Instructions for the task:
Among the records that follow, find each line holding the word "motorcycle" and copy it.
□ □ □
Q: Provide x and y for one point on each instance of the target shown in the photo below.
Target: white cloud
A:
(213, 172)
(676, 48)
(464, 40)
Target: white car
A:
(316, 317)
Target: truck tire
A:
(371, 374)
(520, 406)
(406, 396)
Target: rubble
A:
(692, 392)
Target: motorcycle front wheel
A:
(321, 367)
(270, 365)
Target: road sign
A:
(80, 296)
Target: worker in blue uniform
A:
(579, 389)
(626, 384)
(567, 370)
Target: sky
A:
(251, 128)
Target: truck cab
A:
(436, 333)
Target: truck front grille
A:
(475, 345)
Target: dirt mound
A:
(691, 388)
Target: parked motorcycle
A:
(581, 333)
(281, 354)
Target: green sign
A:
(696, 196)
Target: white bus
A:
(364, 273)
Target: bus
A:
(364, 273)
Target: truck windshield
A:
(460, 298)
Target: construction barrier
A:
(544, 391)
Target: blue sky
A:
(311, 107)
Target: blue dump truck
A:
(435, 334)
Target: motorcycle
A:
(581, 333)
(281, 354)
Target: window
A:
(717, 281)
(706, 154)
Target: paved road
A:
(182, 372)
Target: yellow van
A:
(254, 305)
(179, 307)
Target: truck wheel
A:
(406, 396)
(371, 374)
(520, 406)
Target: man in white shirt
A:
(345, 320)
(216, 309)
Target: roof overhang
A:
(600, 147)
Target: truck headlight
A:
□ □ □
Expected answer:
Target: motorcycle front wheel
Target: parked motorcycle
Target: motorcycle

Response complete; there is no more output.